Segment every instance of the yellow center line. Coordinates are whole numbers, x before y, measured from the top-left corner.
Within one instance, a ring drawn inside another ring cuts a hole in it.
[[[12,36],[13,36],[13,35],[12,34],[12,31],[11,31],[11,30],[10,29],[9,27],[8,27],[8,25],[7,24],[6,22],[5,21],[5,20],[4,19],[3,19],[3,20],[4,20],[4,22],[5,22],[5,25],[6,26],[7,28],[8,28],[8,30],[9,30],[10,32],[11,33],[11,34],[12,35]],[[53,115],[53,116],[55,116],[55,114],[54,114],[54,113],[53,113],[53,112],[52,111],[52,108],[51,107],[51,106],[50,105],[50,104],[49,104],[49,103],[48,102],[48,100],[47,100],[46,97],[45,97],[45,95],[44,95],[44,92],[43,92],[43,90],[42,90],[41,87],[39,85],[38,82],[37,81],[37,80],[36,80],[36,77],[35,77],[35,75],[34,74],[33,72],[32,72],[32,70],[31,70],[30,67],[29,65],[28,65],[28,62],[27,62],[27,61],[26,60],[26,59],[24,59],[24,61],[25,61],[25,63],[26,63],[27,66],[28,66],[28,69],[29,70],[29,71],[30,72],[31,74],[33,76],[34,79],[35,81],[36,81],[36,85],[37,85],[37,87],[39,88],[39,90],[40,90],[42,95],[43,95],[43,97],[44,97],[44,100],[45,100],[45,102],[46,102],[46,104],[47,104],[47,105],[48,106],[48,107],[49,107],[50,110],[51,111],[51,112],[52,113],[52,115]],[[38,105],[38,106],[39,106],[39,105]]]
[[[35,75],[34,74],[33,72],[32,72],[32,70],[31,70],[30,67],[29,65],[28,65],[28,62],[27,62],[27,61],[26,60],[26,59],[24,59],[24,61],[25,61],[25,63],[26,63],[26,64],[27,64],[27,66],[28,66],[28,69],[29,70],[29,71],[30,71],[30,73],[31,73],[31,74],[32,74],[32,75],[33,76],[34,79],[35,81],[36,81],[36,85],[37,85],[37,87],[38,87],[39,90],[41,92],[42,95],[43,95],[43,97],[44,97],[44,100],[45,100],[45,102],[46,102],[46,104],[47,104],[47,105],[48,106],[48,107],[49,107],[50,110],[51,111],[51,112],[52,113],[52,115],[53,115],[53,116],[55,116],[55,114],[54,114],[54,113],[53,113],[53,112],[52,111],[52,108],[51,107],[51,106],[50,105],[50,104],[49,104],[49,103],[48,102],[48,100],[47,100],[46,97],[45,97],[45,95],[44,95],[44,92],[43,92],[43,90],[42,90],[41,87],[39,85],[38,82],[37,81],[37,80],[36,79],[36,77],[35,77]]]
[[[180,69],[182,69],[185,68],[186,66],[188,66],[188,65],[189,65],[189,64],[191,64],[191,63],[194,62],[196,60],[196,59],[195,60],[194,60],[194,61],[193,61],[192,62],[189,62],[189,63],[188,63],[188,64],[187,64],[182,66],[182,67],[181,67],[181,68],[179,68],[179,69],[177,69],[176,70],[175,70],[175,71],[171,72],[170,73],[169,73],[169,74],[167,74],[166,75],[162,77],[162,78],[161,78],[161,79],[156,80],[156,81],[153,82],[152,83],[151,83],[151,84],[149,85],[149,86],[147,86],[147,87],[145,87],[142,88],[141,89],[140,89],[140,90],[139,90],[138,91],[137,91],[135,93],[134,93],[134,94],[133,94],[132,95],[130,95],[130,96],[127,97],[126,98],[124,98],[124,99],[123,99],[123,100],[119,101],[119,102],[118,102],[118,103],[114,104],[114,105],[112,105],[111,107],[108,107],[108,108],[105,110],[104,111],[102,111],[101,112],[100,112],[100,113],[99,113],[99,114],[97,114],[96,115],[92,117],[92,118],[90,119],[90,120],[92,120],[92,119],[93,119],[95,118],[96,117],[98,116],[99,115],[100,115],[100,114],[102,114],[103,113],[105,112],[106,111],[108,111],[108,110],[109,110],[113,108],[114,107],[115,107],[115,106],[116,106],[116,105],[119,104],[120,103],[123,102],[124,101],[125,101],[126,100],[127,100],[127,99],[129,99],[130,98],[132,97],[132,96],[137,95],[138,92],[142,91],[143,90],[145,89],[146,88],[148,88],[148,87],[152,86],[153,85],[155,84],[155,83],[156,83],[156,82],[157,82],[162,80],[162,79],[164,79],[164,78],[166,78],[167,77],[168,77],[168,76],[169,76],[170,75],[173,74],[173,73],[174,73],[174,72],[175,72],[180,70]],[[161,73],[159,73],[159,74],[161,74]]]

━━━━━━

> _TASK DESCRIPTION_: Copy every row above into your reply verbatim, with no changes.

> _EXERCISE SOLUTION_:
Segment every instance of the yellow center line. Coordinates are whole numbers, x before y, measured from the top-left corner.
Within one instance, a ring drawn inside another ring cuts a hole in it.
[[[12,36],[13,36],[13,35],[12,34],[12,31],[11,31],[11,30],[10,29],[9,27],[8,27],[8,25],[7,24],[6,22],[5,21],[5,20],[4,19],[3,19],[3,20],[4,20],[4,22],[5,22],[5,25],[6,26],[7,28],[8,28],[8,30],[9,30],[10,32],[11,33],[11,34],[12,35]],[[53,115],[53,116],[55,116],[55,114],[54,114],[54,113],[53,113],[53,112],[52,111],[52,108],[51,107],[51,106],[50,105],[50,104],[49,104],[49,103],[48,102],[48,100],[47,100],[46,97],[45,97],[45,95],[44,95],[44,92],[43,92],[43,90],[42,90],[41,87],[39,85],[38,82],[37,81],[37,80],[36,80],[36,77],[35,77],[35,75],[34,74],[33,72],[32,72],[32,70],[31,70],[30,67],[29,65],[28,65],[28,62],[27,62],[27,61],[26,60],[26,59],[24,59],[24,61],[25,61],[25,63],[26,63],[27,66],[28,66],[28,69],[29,70],[29,71],[30,72],[31,74],[33,76],[34,79],[35,81],[36,81],[36,85],[37,85],[37,87],[39,88],[39,90],[40,90],[42,95],[43,95],[43,97],[44,97],[44,100],[45,100],[45,102],[46,102],[46,104],[47,104],[47,105],[48,106],[48,107],[49,107],[50,110],[51,111],[51,112],[52,113],[52,115]],[[38,105],[38,106],[39,106],[39,105]]]
[[[35,75],[34,74],[33,72],[32,72],[32,70],[31,70],[30,67],[29,65],[28,65],[28,62],[27,62],[27,61],[26,60],[26,59],[24,59],[24,61],[25,61],[25,63],[26,63],[26,64],[27,64],[27,66],[28,66],[28,69],[29,70],[29,71],[30,71],[30,73],[31,73],[31,74],[32,74],[32,75],[33,76],[34,79],[35,81],[36,81],[36,85],[37,85],[37,87],[38,87],[39,90],[41,92],[42,95],[43,95],[43,97],[44,97],[44,100],[45,100],[45,102],[46,102],[46,104],[47,104],[47,105],[48,106],[48,107],[49,107],[50,110],[51,111],[51,112],[52,113],[52,115],[53,115],[53,116],[55,116],[55,114],[54,114],[54,113],[53,113],[53,112],[52,111],[52,108],[51,107],[51,106],[50,105],[50,104],[49,104],[49,103],[48,102],[48,100],[47,100],[46,97],[45,97],[45,95],[44,95],[44,92],[43,92],[43,90],[42,90],[41,87],[39,85],[38,82],[37,81],[37,80],[36,79],[36,77],[35,77]]]
[[[180,69],[182,69],[185,68],[186,66],[188,66],[188,65],[189,65],[189,64],[191,64],[191,63],[194,62],[196,60],[196,59],[195,60],[194,60],[194,61],[193,61],[192,62],[189,62],[189,63],[188,63],[188,64],[187,64],[182,66],[182,67],[181,67],[181,68],[179,68],[179,69],[177,69],[176,70],[175,70],[175,71],[171,72],[170,73],[169,73],[169,74],[167,74],[166,75],[162,77],[162,78],[161,78],[161,79],[156,80],[156,81],[153,82],[152,83],[151,83],[151,84],[149,85],[149,86],[147,86],[147,87],[145,87],[142,88],[141,89],[140,89],[140,90],[139,90],[138,91],[137,91],[135,93],[134,93],[134,94],[133,94],[132,95],[130,95],[130,96],[127,97],[126,98],[124,98],[124,99],[123,99],[123,100],[119,101],[119,102],[118,102],[118,103],[114,104],[114,105],[112,105],[111,107],[108,107],[108,108],[105,110],[104,111],[102,111],[101,112],[100,112],[100,113],[99,113],[99,114],[97,114],[96,115],[92,117],[92,118],[90,119],[90,120],[92,120],[92,119],[93,119],[95,118],[96,117],[98,116],[99,115],[100,115],[100,114],[102,114],[103,113],[105,112],[106,111],[108,111],[108,110],[109,110],[113,108],[114,107],[115,107],[115,106],[116,106],[116,105],[119,104],[120,103],[123,102],[124,101],[125,101],[126,100],[127,100],[127,99],[129,99],[130,98],[132,97],[132,96],[137,95],[138,92],[142,91],[143,90],[145,89],[146,88],[148,88],[148,87],[152,86],[153,85],[155,84],[155,83],[156,83],[156,82],[157,82],[162,80],[162,79],[164,79],[164,78],[166,78],[167,77],[168,77],[168,76],[169,76],[170,75],[173,74],[173,73],[174,73],[174,72],[175,72],[180,70]],[[161,73],[159,73],[159,74],[161,74]]]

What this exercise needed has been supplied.